(Location identification items)
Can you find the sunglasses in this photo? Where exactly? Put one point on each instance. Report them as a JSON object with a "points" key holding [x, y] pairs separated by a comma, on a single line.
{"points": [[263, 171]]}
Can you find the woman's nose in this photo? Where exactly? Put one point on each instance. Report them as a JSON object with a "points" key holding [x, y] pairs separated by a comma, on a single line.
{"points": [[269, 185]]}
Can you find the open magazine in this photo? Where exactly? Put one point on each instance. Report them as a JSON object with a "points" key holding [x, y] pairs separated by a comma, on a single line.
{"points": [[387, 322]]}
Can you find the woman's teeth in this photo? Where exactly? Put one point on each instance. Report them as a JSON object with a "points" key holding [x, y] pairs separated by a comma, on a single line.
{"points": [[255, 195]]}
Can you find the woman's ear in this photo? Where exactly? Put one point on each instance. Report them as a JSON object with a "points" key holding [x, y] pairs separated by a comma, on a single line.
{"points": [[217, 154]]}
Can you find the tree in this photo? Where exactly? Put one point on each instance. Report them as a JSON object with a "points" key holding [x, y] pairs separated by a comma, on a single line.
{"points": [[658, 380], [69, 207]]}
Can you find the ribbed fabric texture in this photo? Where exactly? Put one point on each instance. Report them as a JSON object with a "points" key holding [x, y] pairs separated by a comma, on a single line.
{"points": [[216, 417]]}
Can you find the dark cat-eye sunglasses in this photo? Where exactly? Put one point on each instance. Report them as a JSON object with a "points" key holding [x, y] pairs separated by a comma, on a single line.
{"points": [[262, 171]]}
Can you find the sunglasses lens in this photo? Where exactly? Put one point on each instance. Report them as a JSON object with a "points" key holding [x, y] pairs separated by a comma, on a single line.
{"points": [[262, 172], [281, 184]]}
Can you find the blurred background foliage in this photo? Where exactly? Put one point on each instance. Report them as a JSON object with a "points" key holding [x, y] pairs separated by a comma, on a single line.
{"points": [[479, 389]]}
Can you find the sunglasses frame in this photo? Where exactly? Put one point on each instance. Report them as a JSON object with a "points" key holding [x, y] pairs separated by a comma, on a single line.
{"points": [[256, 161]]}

» **Exercise instructions**: Extract each line of the listing above, copying it word for word.

» **Exercise solution**:
Can you find the sunglasses in this photo? Where exactly? Put one point on each instance. Report them as a JSON object with a "points" key holding [x, y] pairs separated by a comma, on a single line.
{"points": [[263, 171]]}
Can you find the woman's nose in this photo? Where exactly? Put one point on each instance. Report them as a JSON object with a "points" key holding [x, y] pairs separated by a comma, on a single line.
{"points": [[269, 185]]}
Can you find the open magazine in this photo? Where exactly? Put one point on each instance. Report them as a JSON object with a "points" key holding [x, y] pairs separated by a comma, on a single line.
{"points": [[387, 322]]}
Can you find the woman's teeth in this photo? Where exactly? Put one point on each instance. Report them as a JSON object with a "points" key holding [x, y] pairs separated by a comma, on a single line.
{"points": [[255, 195]]}
Can you find the woman's ear in this photo? Where exactly? Put one point on each instance. Report them as a JSON object with a "points" key holding [x, y] pairs separated by a comma, on a single line.
{"points": [[217, 154]]}
Can you find the tree in this photo? Where exactly? Put one point on each instance. Report them as a JSON object with a "points" key holding [x, y] pairs separated by a comma, on a single line.
{"points": [[658, 380], [69, 207]]}
Can you find the ribbed fabric texture in this photo? Where exactly? Put one point on each instance. Report them as a JSON object with a "points" key holding [x, y] pairs separated by a comma, on a single line.
{"points": [[216, 417]]}
Can you find the dark cat-eye sunglasses in this photo? Where exactly? Put one point on each instance. Report them as a JSON object with a "points" key holding [x, y] pairs separated by a comma, on a single line.
{"points": [[262, 171]]}
Can you find the sunglasses lens in this photo? Where exactly? Put one point on each instance. Report them as a JSON object with a "points" key holding [x, y] pairs separated by a comma, on a single line.
{"points": [[262, 172], [281, 184]]}
Can you find the blurred background foliage in this photo? Where exactly? Put one point on each instance. Report them as a JSON object with a "points" key holding [x, y] pairs separated by a comma, on a single line.
{"points": [[479, 389]]}
Can you find the sunglasses frame in this photo? Where exactly? Put one point on each instance. Report them as a JSON object with a "points" key holding [x, y] pairs separated by a comma, on a single line.
{"points": [[256, 161]]}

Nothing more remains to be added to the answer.